§ VORGEGEBENER TEXT

Wer heute die Städte in Wales erkundet wird feststellen, dass es eine große Auswahl an italienischen Cafés und Eisdielen im Land gibt. Sie sind nicht nur großartige Orte zum Kaffeetrinken und für süße Leckerein, sondern auch ein Vermächtnis unserer jahrelangen und engen Bezeihungen zu Italien - als wir einst viele italienische Auswanderer in Wales willkommen hießen, die ihr wunderbares Essen und ihre Kultur mitbrachten.
Ein Vorgeschmack auf das, was kommt
Giacomo Bracchi ist wohl der bekannteste Italiener, der einst nach Wales kam. Er baute sich ein regelrechtes Imperium an Cafés auf, so dass sein Nachname heute zum Inbegriff italienischer Eiscafés wurde. Bereits Anfang des 20. Jahrhunderts konnte man überall in den südwalisischen Tälern "Bracchis" finden, in denen frischer Kaffee, Fisch und Pommes serviert wurden und in denen sich Nachbarn und Freude trafen, um die lokalen Beziehungen und den Gemeinschaftsgeist zu stärken.
Die meisten italienischen Einwanderer kamen im 19. und frühen 20. Jahrhundert nach Wales und Giacomo Bracchi war einer von ihnen. Er wollte wie viele in Großbritannien ein neues Leben beginnen. Bracchi kam 1881 in London an und arbeitete zunächst als Leierkastenmann. Seinerzeit war Drehorgelschleifer in Italien ein beliebter Beruf, weshalb einige der besten Drehorgelhersteller der Welt von dort stammten.

§ AUFGABEN
1) Beantworte diese Fragen zum Text über italienische Cafés in Wales:
(a) In welchem Jahr kam Giacomo Bracchi in London an?
(b) Was wurde in den „Bracchis“ serviert?
(c) In welchem Zeitraum kamen die meisten italienischen Einwanderer nach Wales?
2) Warum stammten laut dem Text über italienische Cafés in Wales einige der besten Drehorgelhersteller der Welt aus Italien? Antworte in ein bis drei Sätzen.
3) Gib den Abschnitt aus dem Text über italienische Cafés in Wales zwischen „Ein Vorgeschmack auf“ und „Gemeinschaftsgeist zu stärken.“ einschließlich wieder und ändere dabei „Imperium“ in „Netz“.

§ VORLIEGENDE DATEN
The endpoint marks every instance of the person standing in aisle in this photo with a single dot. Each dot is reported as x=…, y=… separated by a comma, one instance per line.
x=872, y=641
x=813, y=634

§ LÖSUNGEN
1)
(a) 1881
(b) Frischer Kaffee, Fisch und Pommes
(c) Im 19. und frühen 20. Jahrhundert

2) Drehorgelschleifer war seinerzeit in Italien ein beliebter Beruf. Deshalb kamen einige der besten Drehorgelhersteller der Welt von dort.

3)
Ein Vorgeschmack auf das, was kommt
Giacomo Bracchi ist wohl der bekannteste Italiener, der einst nach Wales kam. Er baute sich ein regelrechtes Netz an Cafés auf, so dass sein Nachname heute zum Inbegriff italienischer Eiscafés wurde. Bereits Anfang des 20. Jahrhunderts konnte man überall in den südwalisischen Tälern "Bracchis" finden, in denen frischer Kaffee, Fisch und Pommes serviert wurden und in denen sich Nachbarn und Freude trafen, um die lokalen Beziehungen und den Gemeinschaftsgeist zu stärken.